= DATA SUPPLIED =
=====

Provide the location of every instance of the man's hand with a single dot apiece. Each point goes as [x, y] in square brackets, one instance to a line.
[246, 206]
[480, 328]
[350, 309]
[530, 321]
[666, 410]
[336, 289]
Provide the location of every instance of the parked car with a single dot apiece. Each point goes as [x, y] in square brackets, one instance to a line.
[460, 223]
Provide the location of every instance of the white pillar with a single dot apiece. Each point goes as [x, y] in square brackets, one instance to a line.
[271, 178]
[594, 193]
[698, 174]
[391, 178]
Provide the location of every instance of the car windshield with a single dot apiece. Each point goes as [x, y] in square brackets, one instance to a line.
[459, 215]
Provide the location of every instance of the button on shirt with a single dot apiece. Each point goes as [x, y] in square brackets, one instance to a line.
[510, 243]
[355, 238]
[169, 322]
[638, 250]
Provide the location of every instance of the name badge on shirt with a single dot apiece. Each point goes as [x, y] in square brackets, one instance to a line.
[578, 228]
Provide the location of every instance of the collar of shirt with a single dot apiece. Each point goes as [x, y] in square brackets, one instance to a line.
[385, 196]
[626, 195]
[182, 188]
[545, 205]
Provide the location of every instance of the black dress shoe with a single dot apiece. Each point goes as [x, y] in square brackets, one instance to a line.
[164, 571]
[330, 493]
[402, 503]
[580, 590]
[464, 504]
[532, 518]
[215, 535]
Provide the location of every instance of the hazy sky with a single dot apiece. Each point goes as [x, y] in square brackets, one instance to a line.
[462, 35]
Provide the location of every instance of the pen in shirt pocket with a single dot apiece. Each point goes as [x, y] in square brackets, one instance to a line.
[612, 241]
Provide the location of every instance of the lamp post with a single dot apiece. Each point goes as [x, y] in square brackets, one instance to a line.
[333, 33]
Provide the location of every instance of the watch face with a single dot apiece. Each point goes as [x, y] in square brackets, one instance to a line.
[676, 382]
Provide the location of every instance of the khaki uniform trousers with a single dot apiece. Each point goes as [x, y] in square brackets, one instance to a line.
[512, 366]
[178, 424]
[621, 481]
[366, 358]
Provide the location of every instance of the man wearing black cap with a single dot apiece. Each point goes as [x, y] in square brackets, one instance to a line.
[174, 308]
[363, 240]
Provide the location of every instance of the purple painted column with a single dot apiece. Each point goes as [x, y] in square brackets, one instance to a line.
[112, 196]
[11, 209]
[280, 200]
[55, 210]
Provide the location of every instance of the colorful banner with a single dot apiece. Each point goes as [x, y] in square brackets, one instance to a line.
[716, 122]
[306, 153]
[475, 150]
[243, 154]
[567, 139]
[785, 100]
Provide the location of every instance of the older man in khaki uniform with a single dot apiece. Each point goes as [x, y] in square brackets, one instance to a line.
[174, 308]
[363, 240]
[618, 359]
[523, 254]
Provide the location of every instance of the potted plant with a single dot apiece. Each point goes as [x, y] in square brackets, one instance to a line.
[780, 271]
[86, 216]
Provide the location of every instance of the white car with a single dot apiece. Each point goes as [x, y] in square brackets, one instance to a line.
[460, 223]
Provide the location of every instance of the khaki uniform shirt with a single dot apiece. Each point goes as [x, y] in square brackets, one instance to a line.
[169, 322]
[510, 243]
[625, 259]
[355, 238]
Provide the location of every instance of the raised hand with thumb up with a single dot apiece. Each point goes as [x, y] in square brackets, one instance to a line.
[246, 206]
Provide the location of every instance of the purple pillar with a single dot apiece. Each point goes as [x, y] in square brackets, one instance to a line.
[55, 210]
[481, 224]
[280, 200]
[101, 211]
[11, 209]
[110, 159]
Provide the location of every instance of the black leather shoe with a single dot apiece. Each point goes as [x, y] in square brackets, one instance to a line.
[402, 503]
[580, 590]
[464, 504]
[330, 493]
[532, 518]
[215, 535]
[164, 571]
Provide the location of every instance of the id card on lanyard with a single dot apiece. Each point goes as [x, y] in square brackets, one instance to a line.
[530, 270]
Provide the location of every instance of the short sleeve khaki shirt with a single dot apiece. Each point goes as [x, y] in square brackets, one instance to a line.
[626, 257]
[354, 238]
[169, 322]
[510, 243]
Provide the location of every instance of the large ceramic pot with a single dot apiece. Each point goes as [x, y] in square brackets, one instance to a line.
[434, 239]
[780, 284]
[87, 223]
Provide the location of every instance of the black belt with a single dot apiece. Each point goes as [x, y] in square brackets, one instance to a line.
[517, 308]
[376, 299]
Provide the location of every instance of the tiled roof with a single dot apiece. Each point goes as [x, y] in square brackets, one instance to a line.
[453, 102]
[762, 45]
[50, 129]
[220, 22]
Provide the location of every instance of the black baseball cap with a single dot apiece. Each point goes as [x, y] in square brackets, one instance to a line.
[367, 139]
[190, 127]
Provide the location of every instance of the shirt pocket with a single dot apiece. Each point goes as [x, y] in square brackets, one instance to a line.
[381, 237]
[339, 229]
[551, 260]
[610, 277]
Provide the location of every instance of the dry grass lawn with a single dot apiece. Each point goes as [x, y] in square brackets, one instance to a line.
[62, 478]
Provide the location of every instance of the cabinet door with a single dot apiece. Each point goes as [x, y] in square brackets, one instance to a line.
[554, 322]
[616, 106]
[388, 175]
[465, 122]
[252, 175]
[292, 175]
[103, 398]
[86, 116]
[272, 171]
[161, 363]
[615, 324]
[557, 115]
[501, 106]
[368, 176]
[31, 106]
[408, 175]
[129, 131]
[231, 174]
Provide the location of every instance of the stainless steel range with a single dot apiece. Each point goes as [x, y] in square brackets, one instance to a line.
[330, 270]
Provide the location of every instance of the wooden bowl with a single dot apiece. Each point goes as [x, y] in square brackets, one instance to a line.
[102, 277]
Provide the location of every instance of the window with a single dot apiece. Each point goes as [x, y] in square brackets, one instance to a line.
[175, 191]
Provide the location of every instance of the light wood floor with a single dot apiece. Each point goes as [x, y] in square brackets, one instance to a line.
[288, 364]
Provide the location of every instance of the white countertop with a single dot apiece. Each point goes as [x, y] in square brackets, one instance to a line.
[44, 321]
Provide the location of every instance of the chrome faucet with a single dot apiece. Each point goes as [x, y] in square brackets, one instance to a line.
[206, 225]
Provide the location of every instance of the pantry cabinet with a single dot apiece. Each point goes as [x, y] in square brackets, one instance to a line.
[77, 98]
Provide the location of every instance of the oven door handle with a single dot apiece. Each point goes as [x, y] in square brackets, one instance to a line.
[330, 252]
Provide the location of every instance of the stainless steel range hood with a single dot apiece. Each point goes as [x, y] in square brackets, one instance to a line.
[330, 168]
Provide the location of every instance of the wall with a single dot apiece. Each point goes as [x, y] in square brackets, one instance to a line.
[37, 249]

=====

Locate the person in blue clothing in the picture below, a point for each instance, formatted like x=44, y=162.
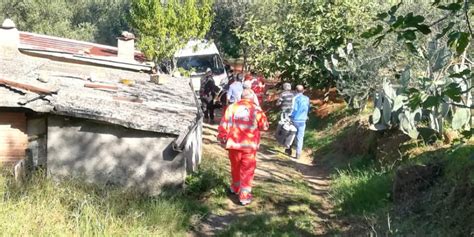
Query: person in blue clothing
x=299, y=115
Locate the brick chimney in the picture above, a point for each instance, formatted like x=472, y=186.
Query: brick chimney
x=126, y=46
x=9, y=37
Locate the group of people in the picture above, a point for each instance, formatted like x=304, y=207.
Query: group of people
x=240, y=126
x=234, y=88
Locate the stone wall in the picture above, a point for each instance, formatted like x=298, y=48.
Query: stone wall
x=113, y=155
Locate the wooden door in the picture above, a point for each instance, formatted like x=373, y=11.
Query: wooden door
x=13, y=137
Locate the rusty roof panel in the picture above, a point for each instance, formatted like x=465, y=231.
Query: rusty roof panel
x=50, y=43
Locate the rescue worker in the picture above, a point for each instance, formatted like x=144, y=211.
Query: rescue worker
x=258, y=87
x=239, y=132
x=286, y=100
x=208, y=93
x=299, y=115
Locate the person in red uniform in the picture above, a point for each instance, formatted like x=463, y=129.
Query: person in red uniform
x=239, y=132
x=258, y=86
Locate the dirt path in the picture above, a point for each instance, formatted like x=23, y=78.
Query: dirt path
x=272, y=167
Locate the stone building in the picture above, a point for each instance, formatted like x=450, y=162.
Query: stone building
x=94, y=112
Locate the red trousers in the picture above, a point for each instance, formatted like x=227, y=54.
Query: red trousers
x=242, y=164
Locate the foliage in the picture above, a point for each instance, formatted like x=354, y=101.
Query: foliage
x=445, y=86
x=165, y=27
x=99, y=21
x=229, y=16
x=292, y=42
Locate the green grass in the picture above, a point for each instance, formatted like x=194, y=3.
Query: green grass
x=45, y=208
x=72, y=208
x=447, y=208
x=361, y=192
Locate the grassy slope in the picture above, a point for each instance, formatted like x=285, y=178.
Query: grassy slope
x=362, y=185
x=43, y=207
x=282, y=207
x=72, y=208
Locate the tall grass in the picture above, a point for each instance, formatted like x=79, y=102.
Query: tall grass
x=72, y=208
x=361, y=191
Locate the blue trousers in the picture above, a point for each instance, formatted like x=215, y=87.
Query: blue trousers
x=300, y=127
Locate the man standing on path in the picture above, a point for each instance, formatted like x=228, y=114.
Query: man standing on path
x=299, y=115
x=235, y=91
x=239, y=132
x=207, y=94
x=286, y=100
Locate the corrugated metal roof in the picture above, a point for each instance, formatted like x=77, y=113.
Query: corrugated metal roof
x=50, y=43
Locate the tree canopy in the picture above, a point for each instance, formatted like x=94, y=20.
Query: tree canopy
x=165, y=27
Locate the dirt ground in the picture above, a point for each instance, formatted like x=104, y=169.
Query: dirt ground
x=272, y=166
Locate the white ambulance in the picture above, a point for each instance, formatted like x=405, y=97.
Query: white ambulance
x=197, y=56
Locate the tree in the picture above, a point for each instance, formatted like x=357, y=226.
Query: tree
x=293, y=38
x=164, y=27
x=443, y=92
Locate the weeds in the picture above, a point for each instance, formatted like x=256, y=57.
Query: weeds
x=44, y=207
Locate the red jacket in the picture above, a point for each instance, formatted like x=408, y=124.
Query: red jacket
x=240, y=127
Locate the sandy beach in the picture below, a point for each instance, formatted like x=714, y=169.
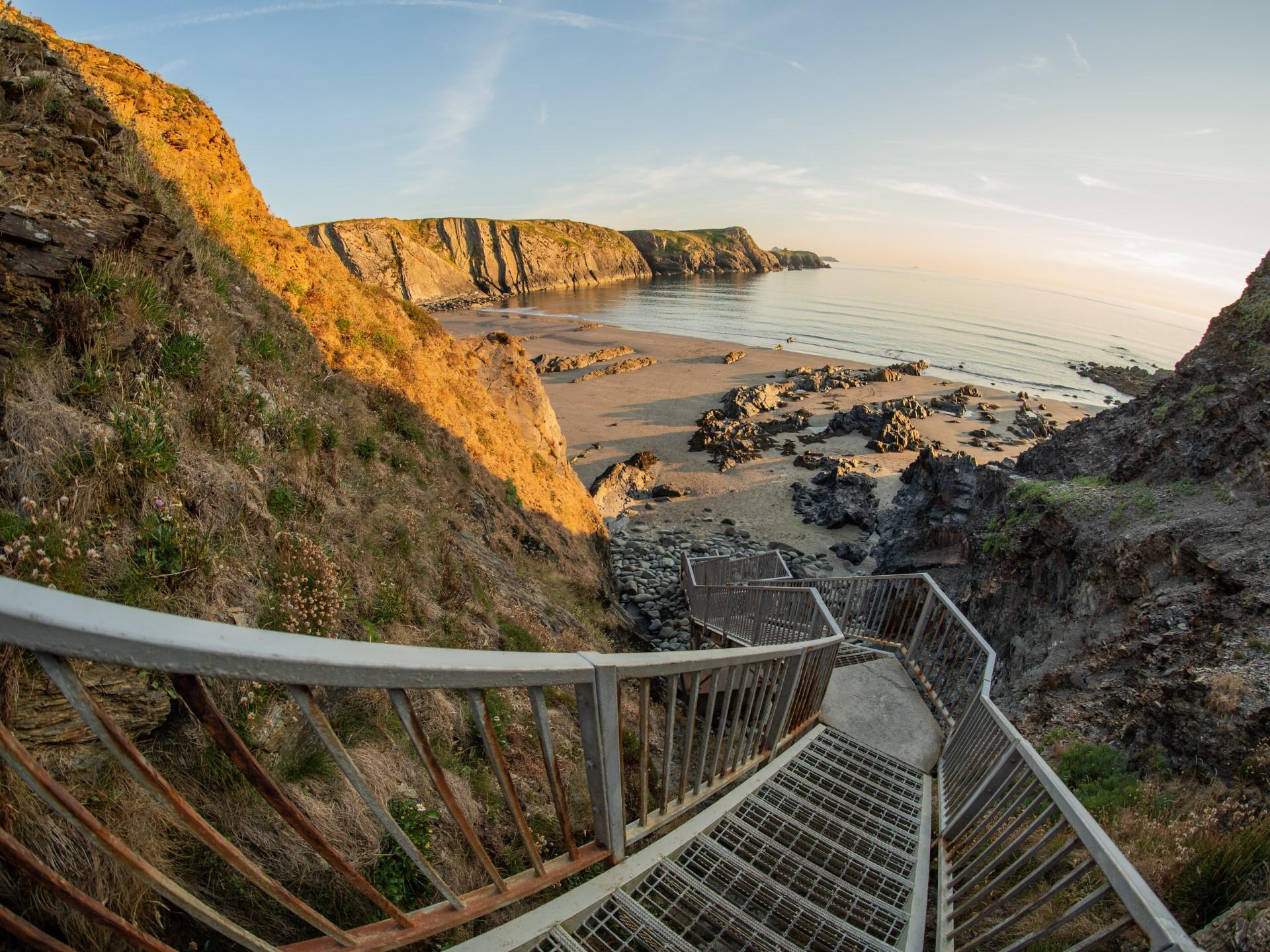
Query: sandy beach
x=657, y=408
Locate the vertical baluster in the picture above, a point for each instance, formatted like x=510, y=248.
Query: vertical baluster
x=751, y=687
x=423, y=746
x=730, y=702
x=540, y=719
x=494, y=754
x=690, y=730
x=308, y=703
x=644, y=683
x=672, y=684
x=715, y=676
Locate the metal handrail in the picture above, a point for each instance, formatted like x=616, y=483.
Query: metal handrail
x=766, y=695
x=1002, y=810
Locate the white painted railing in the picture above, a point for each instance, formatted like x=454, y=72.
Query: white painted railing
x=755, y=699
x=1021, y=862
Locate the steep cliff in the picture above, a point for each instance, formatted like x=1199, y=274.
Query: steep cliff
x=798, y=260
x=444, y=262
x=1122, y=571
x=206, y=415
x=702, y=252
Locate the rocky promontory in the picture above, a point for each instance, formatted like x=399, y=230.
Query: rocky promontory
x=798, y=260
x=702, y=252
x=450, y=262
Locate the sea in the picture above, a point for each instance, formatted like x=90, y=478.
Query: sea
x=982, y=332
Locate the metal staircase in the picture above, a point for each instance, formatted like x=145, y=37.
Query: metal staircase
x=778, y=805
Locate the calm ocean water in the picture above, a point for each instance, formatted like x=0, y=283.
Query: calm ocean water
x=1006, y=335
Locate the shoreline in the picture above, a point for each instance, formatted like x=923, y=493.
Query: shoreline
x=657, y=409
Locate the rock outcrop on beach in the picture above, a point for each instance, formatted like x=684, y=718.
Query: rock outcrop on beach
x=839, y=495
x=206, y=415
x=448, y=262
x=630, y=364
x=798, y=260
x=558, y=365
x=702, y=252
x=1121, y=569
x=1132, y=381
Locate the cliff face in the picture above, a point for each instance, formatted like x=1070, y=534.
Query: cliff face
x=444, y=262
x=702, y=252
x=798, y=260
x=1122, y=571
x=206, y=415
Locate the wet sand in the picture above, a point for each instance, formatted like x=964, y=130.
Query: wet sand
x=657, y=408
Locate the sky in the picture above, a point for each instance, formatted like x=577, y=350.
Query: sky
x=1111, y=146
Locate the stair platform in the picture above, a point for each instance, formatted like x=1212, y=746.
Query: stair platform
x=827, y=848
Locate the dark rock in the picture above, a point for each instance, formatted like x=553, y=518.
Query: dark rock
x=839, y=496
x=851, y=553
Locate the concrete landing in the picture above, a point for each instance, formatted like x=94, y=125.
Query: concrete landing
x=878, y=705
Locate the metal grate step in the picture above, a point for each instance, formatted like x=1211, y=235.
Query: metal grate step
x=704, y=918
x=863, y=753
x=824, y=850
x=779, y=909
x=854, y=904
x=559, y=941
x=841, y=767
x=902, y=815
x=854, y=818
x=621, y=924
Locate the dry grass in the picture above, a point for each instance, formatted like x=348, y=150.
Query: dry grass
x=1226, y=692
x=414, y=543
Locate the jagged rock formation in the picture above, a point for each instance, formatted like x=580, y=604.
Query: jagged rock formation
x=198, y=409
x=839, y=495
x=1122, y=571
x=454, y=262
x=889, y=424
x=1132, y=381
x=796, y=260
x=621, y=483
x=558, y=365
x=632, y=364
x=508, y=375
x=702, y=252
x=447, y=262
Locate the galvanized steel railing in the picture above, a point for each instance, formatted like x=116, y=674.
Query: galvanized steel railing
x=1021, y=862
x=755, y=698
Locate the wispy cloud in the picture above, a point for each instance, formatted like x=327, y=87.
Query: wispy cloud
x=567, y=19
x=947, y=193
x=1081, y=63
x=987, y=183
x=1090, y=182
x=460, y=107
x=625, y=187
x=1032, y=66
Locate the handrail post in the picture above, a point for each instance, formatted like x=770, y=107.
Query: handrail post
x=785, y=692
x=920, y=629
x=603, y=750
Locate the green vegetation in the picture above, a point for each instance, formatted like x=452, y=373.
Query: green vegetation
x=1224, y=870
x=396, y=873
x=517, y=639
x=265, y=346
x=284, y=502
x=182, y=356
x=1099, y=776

=====

Looking at the data above, write out exactly the lines that start at the one containing "Locate the wooden" and end at the one containing "Locate the green grass"; include both and nothing beyond.

Locate the wooden door in the picture above, a point for each instance, formatted like x=373, y=11.
Query: wooden door
x=13, y=137
Locate the rusty roof panel in the picture above, a point for each instance, formatted like x=465, y=231.
Query: rusty roof panel
x=50, y=43
Locate the rescue worker in the picture above, a point for each instance, formatted like x=144, y=211.
Query: rescue worker
x=258, y=87
x=239, y=132
x=286, y=100
x=208, y=93
x=299, y=115
Locate the person in red uniform in the picture above, a point for each instance, formatted like x=463, y=129.
Query: person in red uniform
x=239, y=132
x=258, y=86
Locate the dirt path in the picture above, a point for each instance, formatted like x=23, y=78.
Query: dirt path
x=272, y=167
Locate the stone building in the picture above, a point for each instance, formatted like x=450, y=162.
Query: stone building
x=94, y=112
Locate the red trousers in the picture above, a point for each instance, formatted like x=227, y=54.
Query: red trousers
x=242, y=164
Locate the foliage in the picture above, a point for each instance, formatted like x=354, y=101.
Query: foliage
x=445, y=86
x=165, y=27
x=99, y=21
x=229, y=16
x=292, y=42
Locate the green grass in the picture above, a point for each instance, formatted like x=194, y=3.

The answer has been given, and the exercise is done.